§ **INSTRUCTIONS TO FOLLOW**:
Pick out every line in the records below that contains the string "tree", and copy each one out in full, treating uppercase and lowercase letters as different.

####################

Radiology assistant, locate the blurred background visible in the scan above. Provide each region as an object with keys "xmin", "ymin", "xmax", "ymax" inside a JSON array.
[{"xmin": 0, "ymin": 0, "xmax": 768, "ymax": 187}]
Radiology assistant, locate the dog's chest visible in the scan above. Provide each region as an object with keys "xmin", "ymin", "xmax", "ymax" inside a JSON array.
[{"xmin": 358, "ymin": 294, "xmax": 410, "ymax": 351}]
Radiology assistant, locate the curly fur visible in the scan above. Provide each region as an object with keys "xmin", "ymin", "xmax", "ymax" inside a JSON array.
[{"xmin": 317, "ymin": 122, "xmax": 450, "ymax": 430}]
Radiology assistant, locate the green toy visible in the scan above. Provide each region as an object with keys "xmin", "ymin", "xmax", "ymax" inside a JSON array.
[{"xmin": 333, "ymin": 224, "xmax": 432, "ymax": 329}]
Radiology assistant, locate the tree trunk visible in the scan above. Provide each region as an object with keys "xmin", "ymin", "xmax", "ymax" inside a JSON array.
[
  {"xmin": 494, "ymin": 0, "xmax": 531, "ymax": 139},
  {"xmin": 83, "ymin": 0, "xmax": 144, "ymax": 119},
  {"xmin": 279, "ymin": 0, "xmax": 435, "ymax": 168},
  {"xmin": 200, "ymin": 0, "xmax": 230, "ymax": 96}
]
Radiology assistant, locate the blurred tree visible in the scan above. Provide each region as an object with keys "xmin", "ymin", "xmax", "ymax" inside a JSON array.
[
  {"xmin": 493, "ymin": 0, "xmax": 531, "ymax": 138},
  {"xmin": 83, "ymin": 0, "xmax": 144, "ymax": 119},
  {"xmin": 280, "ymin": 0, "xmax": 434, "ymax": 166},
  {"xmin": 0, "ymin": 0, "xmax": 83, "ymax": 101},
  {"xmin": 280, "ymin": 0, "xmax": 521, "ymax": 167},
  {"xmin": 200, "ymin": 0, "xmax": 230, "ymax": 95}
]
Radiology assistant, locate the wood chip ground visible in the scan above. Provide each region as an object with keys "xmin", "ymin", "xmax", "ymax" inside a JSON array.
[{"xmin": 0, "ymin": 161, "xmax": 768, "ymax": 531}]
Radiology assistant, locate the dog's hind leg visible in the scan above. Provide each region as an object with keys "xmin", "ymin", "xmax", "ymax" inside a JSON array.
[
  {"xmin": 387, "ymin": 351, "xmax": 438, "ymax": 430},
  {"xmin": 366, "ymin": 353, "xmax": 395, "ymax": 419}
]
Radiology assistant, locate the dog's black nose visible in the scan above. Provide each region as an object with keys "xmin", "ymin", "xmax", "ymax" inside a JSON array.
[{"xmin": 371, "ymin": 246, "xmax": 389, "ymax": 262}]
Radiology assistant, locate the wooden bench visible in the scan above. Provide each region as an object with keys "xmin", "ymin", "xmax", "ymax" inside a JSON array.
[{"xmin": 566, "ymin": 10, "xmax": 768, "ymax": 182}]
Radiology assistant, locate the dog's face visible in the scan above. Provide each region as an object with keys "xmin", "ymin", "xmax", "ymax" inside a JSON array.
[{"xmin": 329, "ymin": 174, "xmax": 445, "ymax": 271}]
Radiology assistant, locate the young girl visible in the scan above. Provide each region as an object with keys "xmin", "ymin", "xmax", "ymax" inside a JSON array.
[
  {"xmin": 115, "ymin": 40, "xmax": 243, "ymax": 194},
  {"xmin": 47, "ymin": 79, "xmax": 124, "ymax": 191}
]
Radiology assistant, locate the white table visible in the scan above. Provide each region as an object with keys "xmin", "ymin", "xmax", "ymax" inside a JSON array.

####################

§ **EXERCISE OUTPUT**:
Radiology assistant, locate the tree trunk visible in the scan above. Provide each region as an object with keys "xmin", "ymin", "xmax", "ymax" inside a JSON array.
Radiology assistant, locate the blurred tree visible in the scan above. Provide each region as an object with keys "xmin", "ymin", "xmax", "ymax" inside a JSON array.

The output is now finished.